WORK TO DO:
The listing below should be written out exactly; please include all of it.

Items listed in a dataset

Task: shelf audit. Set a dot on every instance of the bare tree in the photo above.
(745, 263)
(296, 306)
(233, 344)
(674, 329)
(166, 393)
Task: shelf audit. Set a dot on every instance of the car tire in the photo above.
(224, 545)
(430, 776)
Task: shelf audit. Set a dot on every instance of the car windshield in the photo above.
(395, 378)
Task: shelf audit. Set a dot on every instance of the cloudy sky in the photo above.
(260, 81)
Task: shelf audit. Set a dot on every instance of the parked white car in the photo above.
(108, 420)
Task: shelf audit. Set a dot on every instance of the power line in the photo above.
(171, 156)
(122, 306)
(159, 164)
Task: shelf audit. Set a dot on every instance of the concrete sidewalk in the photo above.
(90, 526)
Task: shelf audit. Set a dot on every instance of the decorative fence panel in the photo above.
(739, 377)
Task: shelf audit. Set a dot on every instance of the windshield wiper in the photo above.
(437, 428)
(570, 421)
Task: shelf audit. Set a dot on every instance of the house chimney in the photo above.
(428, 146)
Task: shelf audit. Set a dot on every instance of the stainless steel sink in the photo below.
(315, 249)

RESPONSE TO THE EXERCISE:
Task: shelf audit. Set a dot on every instance of the bare tree in the photo above.
(745, 263)
(296, 306)
(233, 344)
(674, 329)
(166, 393)
Task: shelf audit. Set a dot on every instance of the car tire in the photo above.
(224, 545)
(430, 776)
Task: shelf audit. Set a dot on every instance of the car windshield in the photo above.
(395, 378)
Task: shelf audit. Set a dot on every instance of the cloudy sky in the photo above.
(260, 81)
Task: shelf audit. Set a dot on every instance of the parked white car in the photo above.
(108, 420)
Task: shelf audit. Set a dot on every instance of the power line in the photo above.
(171, 156)
(122, 306)
(159, 164)
Task: shelf audit. Set a dot on every instance of the concrete sidewalk in the photo above.
(90, 526)
Task: shelf audit. Set a dot on every instance of the decorative fence panel in the photo above.
(739, 377)
Task: shelf audit. Set a dot on every instance of the windshield wiper in the photo above.
(437, 428)
(570, 421)
Task: shelf audit. Set a dot on every instance of the house chimney in the photo above.
(428, 146)
Task: shelf audit. Set a dot on every instance of the stainless steel sink in the photo below.
(315, 249)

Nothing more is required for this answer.